◆ WHAT YOU WILL DO
Write out the records again, exactly, leaving none out.

——

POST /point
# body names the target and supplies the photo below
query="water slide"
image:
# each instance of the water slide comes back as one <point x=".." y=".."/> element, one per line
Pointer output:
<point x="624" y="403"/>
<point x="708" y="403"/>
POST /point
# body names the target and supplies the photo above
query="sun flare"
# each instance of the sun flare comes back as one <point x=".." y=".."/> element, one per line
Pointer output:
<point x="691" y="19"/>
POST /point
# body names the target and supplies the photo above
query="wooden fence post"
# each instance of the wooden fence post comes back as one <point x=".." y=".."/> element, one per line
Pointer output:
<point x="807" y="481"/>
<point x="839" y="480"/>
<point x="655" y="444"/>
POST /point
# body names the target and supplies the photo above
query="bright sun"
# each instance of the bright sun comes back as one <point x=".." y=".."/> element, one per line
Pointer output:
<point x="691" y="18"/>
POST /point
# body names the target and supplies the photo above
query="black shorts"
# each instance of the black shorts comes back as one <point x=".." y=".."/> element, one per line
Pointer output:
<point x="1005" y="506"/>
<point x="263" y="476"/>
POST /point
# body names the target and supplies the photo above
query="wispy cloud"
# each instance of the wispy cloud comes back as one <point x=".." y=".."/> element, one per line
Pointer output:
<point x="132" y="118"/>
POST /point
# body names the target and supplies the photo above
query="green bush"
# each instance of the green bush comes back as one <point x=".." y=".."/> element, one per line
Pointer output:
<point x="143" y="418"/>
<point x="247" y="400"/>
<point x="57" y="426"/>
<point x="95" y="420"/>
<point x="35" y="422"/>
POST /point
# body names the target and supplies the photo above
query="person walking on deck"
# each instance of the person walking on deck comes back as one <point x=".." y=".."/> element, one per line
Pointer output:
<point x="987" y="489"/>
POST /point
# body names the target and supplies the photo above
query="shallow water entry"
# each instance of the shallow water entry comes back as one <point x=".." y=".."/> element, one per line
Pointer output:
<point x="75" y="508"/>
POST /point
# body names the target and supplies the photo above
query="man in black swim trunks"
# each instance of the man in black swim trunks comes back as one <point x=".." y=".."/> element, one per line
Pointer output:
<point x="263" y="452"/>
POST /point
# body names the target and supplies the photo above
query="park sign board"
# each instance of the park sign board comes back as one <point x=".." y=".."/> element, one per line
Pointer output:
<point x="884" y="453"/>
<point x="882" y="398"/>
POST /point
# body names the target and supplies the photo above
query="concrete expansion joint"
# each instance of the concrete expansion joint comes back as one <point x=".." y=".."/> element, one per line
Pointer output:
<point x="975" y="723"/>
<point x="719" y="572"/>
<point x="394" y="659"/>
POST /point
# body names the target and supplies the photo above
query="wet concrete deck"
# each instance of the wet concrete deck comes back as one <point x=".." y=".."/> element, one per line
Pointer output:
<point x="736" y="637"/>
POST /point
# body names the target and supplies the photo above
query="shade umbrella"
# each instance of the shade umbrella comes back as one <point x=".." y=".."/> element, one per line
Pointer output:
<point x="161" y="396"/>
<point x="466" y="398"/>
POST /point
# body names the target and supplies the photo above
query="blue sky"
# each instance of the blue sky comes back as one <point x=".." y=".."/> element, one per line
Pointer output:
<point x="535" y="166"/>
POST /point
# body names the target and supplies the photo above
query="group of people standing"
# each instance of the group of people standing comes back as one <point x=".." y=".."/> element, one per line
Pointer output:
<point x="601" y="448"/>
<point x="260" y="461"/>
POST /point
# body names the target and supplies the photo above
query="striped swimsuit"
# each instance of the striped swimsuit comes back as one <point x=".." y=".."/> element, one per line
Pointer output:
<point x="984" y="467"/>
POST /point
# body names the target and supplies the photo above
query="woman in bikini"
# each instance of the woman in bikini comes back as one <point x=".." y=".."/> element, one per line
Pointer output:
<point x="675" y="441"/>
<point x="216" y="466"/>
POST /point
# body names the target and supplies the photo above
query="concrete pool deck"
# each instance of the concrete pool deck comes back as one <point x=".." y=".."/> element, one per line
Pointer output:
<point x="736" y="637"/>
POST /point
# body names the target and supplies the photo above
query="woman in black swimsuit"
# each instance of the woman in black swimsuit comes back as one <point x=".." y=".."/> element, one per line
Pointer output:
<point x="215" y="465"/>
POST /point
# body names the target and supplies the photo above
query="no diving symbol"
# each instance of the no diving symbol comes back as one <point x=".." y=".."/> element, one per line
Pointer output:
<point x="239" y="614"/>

——

◆ RESPONSE TO THIS EXERCISE
POST /point
# body names the target and supplies the photo below
query="water slide"
image:
# each instance of the water slide comes back as one <point x=".." y=".."/> element, one per line
Pointer output:
<point x="624" y="403"/>
<point x="708" y="403"/>
POST /point
# body names the target and supplies the photo above
query="sun flare"
# each instance of the sun flare comes back as one <point x=".." y=".."/> element, one per line
Pointer output:
<point x="691" y="19"/>
POST /point
# body names the target and supplies the photo above
query="wooden fence post"
# each instance of the wooden fence post comes back as one <point x=".." y=".."/> element, one per line
Pointer output:
<point x="807" y="481"/>
<point x="839" y="480"/>
<point x="655" y="444"/>
POST /point
# body names the target and supplies the photo above
query="bright sun"
# each instance of the bright sun comes back as one <point x=".." y=".."/> element, one per line
Pointer output:
<point x="691" y="18"/>
POST /point
# body names the target and supplies the photo above
query="black shorts"
# each instance of the black shorts comes back as one <point x=".." y=".."/> element, one per line
Pointer output:
<point x="1005" y="506"/>
<point x="263" y="476"/>
POST /point
# body names the target and supplies the photo above
query="wispy cloud"
# each instance of the wispy cloud comes back as one <point x=".." y=".."/> element, one per line
Pointer output:
<point x="132" y="118"/>
POST /point
# body names the target and supplies the photo above
query="green bush"
# each instance of the green bush comes back as one <point x=".." y=".."/> element, one per line
Pointer output:
<point x="143" y="418"/>
<point x="247" y="400"/>
<point x="57" y="426"/>
<point x="95" y="420"/>
<point x="35" y="422"/>
POST /point
# body names the target and supplies the photo above
query="person walking on deck"
# each instance of the person walking on deck comes back as one <point x=".." y=".."/> element, one per line
Pointer output:
<point x="987" y="489"/>
POST /point
# body names the target and supplies the photo above
query="shallow water entry"
# each instance of the shallow water entry comes back as one <point x=".." y=".."/> element, one per line
Pointer output:
<point x="75" y="508"/>
POST /point
# body names the target and supplies the photo above
query="man in black swim trunks"
# each instance of the man in black swim trunks comes back as one <point x=".." y=".."/> element, one per line
Pointer output:
<point x="263" y="452"/>
POST /point
# body names the target and supplies the photo above
query="park sign board"
# each instance of the park sign board comes back as one <point x=".." y=".."/> element, one per line
Pointer output:
<point x="884" y="453"/>
<point x="882" y="398"/>
POST /point
# body names the target and supplies the photo above
query="concrete expansion joint"
# each instance of the concrete expansion joint comes back as one <point x=".." y=".."/> element, one per line
Pointer output:
<point x="975" y="723"/>
<point x="719" y="572"/>
<point x="394" y="659"/>
POST /point
# body names the target and supplies the photo above
query="wet concrete deck"
# each instance of the wet concrete deck comes back as one <point x=".." y=".."/> element, one per line
Pointer output:
<point x="736" y="637"/>
POST /point
# body names the target and supplies the photo above
query="shade umbrella"
# each instance of the shade umbrella comes back as one <point x=".." y=".."/> element, one per line
Pointer output:
<point x="161" y="396"/>
<point x="466" y="398"/>
POST /point
# body names the target and supplies the photo above
query="blue sky"
# each instance of the blue sky comes back as one <point x=".." y=".."/> element, one per line
Pointer output:
<point x="535" y="166"/>
POST /point
# body names the target and supplies the photo above
query="group of people standing"
# each instance of the group of people standing comes back as one <point x=".." y=".."/> element, one per line
Pointer output:
<point x="601" y="448"/>
<point x="260" y="461"/>
POST /point
# body names the target and supplies the photo above
query="striped swimsuit"
# each instance of the striped swimsuit comes back as one <point x=".." y=".."/> element, one per line
Pointer output:
<point x="984" y="467"/>
POST /point
# body names the target and supplies the photo above
query="woman in bikini"
# each instance of the woman in bikini comes back as one <point x=".." y=".."/> element, one per line
Pointer output:
<point x="675" y="441"/>
<point x="216" y="466"/>
POST /point
# body names the target and supplies the photo above
query="concrete pool deck"
# each instance of the concrete pool deck comes back as one <point x=".." y=".."/> element, one per line
Pointer output:
<point x="736" y="637"/>
POST /point
# body names the target and supplies the photo above
query="woman in black swimsuit"
# each instance of the woman in black swimsuit comes back as one <point x=".." y=".."/> element, one per line
Pointer output:
<point x="215" y="465"/>
POST /point
# body names the target and supplies the photo above
query="no diving symbol"
# each instance of the no diving symbol comes back as one <point x=".." y=".."/> element, one per line
Pointer output:
<point x="239" y="614"/>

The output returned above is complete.